Extract every line below that contains the string "Coordinates", matching case exactly, and copy each such line in full.

### Exercise inputs
※ ※ ※

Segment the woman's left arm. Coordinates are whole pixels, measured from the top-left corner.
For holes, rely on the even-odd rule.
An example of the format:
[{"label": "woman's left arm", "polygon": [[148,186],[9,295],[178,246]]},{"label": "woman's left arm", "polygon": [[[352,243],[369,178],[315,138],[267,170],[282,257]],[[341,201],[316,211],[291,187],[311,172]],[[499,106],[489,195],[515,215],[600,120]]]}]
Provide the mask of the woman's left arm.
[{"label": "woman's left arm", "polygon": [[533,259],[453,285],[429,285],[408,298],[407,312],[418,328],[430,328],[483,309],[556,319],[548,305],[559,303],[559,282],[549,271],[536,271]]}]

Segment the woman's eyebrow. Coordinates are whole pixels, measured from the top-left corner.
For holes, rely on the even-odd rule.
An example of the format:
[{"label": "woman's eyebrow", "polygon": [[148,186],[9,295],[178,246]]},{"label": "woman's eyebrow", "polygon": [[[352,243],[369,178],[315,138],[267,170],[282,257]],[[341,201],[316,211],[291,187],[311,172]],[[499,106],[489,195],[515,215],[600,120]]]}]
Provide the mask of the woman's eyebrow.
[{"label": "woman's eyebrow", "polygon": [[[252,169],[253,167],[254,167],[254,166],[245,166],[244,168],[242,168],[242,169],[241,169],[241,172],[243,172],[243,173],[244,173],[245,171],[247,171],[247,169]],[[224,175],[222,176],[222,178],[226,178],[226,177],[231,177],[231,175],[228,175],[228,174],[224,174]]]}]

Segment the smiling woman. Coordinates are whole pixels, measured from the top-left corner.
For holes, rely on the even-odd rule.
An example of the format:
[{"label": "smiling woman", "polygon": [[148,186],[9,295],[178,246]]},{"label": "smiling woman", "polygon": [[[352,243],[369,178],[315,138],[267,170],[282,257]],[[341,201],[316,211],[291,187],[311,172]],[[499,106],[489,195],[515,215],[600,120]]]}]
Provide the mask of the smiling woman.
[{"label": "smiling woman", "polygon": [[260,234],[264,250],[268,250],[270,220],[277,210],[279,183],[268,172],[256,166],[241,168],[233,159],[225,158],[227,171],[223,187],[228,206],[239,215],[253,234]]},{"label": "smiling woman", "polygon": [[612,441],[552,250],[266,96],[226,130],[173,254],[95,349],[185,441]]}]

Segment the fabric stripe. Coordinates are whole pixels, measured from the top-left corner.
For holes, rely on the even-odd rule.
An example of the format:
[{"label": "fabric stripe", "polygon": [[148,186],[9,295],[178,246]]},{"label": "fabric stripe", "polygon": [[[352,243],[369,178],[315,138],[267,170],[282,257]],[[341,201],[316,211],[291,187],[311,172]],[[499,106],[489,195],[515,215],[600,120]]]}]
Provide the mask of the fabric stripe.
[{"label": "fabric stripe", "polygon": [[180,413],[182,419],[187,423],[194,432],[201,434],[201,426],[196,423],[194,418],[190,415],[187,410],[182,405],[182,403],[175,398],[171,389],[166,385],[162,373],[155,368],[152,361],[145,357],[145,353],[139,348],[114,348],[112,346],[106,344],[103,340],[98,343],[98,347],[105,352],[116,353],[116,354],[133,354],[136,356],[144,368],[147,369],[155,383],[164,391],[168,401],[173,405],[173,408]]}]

※ ※ ※

### Answer for the task
Segment the woman's left arm. Coordinates are whole pixels, measured from the top-left corner.
Segment the woman's eyebrow. Coordinates are whole pixels, measured from the top-left corner.
Segment the smiling woman. Coordinates are whole pixels, measured from the top-left corner.
Segment the fabric stripe. Coordinates are whole pixels, measured from the top-left corner.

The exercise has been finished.